— BEGIN —

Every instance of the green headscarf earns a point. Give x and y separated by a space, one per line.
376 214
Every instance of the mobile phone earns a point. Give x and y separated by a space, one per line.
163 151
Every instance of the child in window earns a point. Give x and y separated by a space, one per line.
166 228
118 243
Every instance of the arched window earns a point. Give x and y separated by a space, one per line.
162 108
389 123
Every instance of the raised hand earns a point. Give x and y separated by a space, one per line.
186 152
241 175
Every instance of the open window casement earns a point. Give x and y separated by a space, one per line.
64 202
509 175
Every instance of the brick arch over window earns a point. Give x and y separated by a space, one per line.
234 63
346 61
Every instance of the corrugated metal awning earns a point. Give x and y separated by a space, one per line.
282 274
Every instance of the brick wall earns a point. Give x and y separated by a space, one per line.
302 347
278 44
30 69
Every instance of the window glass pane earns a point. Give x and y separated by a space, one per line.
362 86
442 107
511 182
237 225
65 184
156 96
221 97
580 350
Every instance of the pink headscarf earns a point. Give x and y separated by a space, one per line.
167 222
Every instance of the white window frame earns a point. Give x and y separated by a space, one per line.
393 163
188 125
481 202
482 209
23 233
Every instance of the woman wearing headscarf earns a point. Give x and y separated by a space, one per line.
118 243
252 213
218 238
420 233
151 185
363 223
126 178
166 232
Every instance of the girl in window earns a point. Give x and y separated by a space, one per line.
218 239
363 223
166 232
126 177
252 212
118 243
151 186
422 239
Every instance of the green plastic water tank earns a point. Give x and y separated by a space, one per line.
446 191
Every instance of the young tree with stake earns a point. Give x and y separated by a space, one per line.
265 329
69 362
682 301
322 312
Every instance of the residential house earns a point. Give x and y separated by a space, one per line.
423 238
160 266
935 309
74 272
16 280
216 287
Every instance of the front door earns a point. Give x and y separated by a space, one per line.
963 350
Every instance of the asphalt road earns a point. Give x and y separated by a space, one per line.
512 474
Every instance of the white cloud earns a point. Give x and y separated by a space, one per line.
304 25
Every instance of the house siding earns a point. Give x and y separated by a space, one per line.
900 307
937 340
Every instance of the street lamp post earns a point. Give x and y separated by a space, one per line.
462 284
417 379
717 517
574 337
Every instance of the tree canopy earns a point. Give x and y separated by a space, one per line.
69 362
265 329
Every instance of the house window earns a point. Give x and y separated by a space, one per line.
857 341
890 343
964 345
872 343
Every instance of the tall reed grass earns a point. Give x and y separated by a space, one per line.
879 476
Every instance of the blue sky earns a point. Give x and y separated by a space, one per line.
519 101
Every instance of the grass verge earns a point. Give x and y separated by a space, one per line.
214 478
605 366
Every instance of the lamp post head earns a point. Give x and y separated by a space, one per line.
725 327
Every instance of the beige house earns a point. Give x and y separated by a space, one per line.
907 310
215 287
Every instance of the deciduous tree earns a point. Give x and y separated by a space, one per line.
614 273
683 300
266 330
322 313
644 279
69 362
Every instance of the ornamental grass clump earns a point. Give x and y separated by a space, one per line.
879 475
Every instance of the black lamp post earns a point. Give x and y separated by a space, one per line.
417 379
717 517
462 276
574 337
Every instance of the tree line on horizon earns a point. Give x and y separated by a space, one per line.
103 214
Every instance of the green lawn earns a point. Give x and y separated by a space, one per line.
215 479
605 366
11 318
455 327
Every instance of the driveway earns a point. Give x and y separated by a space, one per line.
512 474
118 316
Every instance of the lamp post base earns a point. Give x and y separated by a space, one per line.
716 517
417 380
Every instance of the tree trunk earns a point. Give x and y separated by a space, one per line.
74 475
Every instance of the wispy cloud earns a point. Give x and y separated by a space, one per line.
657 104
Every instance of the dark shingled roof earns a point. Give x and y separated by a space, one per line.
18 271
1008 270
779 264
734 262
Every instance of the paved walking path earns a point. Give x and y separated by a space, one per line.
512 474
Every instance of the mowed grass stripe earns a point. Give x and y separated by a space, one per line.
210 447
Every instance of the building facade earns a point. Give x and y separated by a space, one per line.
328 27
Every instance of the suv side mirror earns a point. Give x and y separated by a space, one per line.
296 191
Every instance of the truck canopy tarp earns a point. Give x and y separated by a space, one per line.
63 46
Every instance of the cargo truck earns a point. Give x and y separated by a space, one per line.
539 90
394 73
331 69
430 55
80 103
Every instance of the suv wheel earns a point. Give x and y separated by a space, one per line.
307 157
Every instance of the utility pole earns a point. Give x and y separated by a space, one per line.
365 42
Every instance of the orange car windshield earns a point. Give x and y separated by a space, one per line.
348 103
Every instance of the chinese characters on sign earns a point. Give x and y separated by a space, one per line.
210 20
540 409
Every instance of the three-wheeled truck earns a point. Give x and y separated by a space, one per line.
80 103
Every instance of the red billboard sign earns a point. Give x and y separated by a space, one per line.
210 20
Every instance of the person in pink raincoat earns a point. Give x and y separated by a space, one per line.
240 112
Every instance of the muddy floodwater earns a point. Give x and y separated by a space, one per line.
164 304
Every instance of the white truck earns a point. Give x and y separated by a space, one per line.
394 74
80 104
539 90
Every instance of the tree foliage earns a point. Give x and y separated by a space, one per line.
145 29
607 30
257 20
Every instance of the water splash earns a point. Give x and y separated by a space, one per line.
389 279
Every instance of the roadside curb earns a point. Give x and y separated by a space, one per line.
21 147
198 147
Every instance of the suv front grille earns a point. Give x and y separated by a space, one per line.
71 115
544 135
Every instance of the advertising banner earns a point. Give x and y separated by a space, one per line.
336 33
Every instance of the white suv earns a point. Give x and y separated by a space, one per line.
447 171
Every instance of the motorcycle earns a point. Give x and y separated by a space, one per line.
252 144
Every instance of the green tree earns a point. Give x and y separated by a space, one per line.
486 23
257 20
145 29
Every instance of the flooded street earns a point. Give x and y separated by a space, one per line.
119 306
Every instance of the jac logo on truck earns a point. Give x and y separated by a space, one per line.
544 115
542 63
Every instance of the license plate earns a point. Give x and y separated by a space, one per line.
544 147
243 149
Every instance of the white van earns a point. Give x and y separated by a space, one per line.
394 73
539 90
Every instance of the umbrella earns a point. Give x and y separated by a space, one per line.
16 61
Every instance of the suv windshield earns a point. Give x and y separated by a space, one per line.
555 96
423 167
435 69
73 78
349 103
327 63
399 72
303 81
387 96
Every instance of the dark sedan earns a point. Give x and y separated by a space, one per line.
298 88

— END —

Using the data above, output each line exactly.

RESULT OF THIS TASK >>
Every instance of the green headscarf earns a point. Give x and y separated by a space, one per line.
376 214
Every instance of the mobile phone earns a point. Give x and y separated by a space, one per line.
163 151
Every instance of the child in window earns a point. Give x and y separated by a space, one per line.
166 228
118 243
Every instance of the arched window earns a point. Give x and y separated by a space, one per line.
162 108
389 123
Every instance of the raised hand earns a point. Give x and y separated by a space, one per line.
186 152
241 175
Every instance of the open window casement earns a point. Give x and y separated by a space, one per line.
64 202
509 175
Every instance of the brick arch over window earns a point. Give x and y separated by a space, one per line.
234 63
346 61
Every instance of the corrugated metal awning earns a point. Give x and y separated by a space, one per line.
282 274
Every instance of the brick wall earns a point. Give x and y separated by a space, one per line.
302 347
278 44
30 69
Every instance of the window glass pane earns a point. Give x and y separated by a space, one per line.
362 86
442 107
511 182
237 225
65 184
156 96
221 97
580 350
Every instance of the pink headscarf earns a point. Give x and y separated by a space, one per line.
167 222
Every instance of the white window frame earns a point. Give x and y separated by a space, one per line.
393 163
188 125
481 202
482 209
23 233
Every instance of the woman wearing headscarf earns a point. Give x and y separated by a space, one per line.
118 243
252 213
218 238
420 233
151 185
363 223
126 178
166 232
Every instance of the girl in window earns a point. Give x and y separated by a space, one per line.
218 239
363 223
166 232
126 177
252 212
118 243
151 186
422 239
Every instance of the green plastic water tank earns a point. Give x and y separated by a space, one per line.
446 191
Every instance of the young tree with stake earns a point. Give x and y separated by a space, one per line.
265 329
69 362
682 301
322 312
Every instance of the residential house earns a point. Give x and y separated by a space, one per line.
423 238
160 266
935 309
74 272
16 280
216 287
Every instance of the front door earns a point. Give x and y separated by a space, one per line.
963 350
Every instance of the asphalt road earns a point. Give x and y separated by a space, one per line.
512 474
Every instance of the white cloud earns a point. Give x and y separated by a space, one per line.
304 25
Every instance of the house siding earns a point. Give x and y separated by a space, one per line.
900 307
937 340
Every instance of the street lamp post earns a point. Give x and y separated by a space, one per line.
462 284
417 379
717 517
574 337
Every instance of the tree canopy earns a point. Give x and y separated by a space, one per line.
69 362
265 329
Every instance of the house window earns a point. Give x and y separated by a space, one per line.
857 341
890 343
964 345
872 343
Every instance of the tall reed grass earns a point. Give x and y separated by a space, one per line.
879 476
Every instance of the blue sky earns a point. Give x and y separated by a space, one per line.
519 101
Every instance of the grass verge earns a point. Give x and y separated by a space, one per line.
214 478
605 366
Every instance of the lamp post head earns a point. Give x and y separated by a space, one per line.
725 327
Every instance of the beige house earns a point. Give x and y separated by a space, one per line.
907 310
215 287
Every instance of the deciduous tree earns a point. Give x and y separated by a space, one per line.
614 273
683 300
266 330
322 313
644 279
69 362
Every instance of the ornamental grass clump earns a point. Give x and y separated by a space, one per line.
879 475
Every instance of the black lamp post earns a point. Give x and y separated by a space, one per line.
417 379
717 517
462 276
574 337
Every instance of the tree line on horizon earns a point. Give x and y separated by a space, one per line.
103 214
Every instance of the green lawn earns a point. Give x and y separated by a space, one per line.
215 479
605 366
11 318
455 327
Every instance of the driveway earns a point. Give x and y separated by a space, one per line.
512 474
118 316
Every instance of the lamp post base earns a point. Give x and y separated by a space, one per line.
716 517
417 380
Every instance of the tree trunk earns a point. Give x and y separated by a space, one per line.
74 475
Every instance of the wispy cloud earns a point. Give x and y separated by a space, one per line.
657 104
Every instance of the dark shingled roof earns a point. Give x and y separated by a space, one per line.
18 271
1008 270
779 264
734 262
Every instance of the paved walking path earns a point. Give x and y separated by a space, one per line.
512 474
Every instance of the mowed grass stripe earns a point. Give x and y separated by a space, one per line.
210 447
Every instance of the building facade earns a point. Give x and y separated by a space, one per line.
328 27
Every instance of the suv side mirror earns a point. Give x and y separated by a space, one per line.
296 191
Every instance of the truck canopy tarp earns a point. Give x and y separated by a space, one per line.
63 46
Every instance of the cargo truck earns a point. Give x and y separated by a space, one per line.
539 90
394 73
331 69
430 55
80 103
Every instance of the suv wheel earns a point. Give x and y separated by a space, one per line.
307 157
Every instance of the utility pole earns a point. Give x and y separated by a space, one per line.
365 42
Every instance of the orange car windshield earns a point. Give x and y separated by a space, one per line.
348 103
Every instance of the chinese characters on sign earns a point. Give x and y separated by a space, one per line.
210 20
540 409
Every instance of the three-wheeled truck earns a point. Give x and y separated by a space, one per line.
80 103
Every instance of the red billboard sign earns a point. Give x and y separated by a space, one per line.
210 20
Every instance of the person in pink raincoat earns a point. Give x and y separated by a space, one per line.
240 112
Every instance of the muddy floodwater earns a point. Give x and y separated by a space, one per line.
164 304
Every instance of the white truck earns a point. Give x and y separated by a space, one per line.
394 74
80 104
539 90
Every instance of the tree foliage earns a point. Give x and y separated by a space, one per line.
145 29
607 30
257 20
Every instance of the water splash earns a point. Give x and y separated by a space, one per line.
389 279
Every instance of the roadside curb earns a point. Give x and y separated by a space, one per line.
21 147
198 147
Every instance of the suv front grille earns a point. Give x and y separated by a space, one per line.
71 115
544 135
Every instance of the advertising banner earns a point. Give x and y separated by a space, one per line.
336 33
Every instance of the white suv earns a point. Give x and y separated by a space, one per line.
447 171
Every instance of the motorcycle earns a point. Give x and y separated by a space, one per line.
252 144
Every instance of the green tree earns a point. Give x and y separated by a space, one per line.
486 23
257 20
145 29
Every instance of the flooded street earns a point. Give x and y separated by a space, one per line.
119 306
Every instance of the jac logo on truck earns a point. Give x and y separated by a space, one per line.
544 115
542 63
Every instance of the license plate earns a point. Give x and y separated by a space, one per line.
544 147
243 149
Every instance of the white van earns a point. Give x and y separated by a space, one per line.
394 73
539 90
Every instance of the umbrella earns a point. Give x and y separated by a space, one per line.
16 61
Every instance of the suv windshield earns a point. Give x and y separated by a space, one per line.
555 96
423 167
435 69
73 78
349 103
327 63
399 72
303 81
387 96
Every instance of the dark sedan earns a point. Give x and y separated by a space, one per line.
298 88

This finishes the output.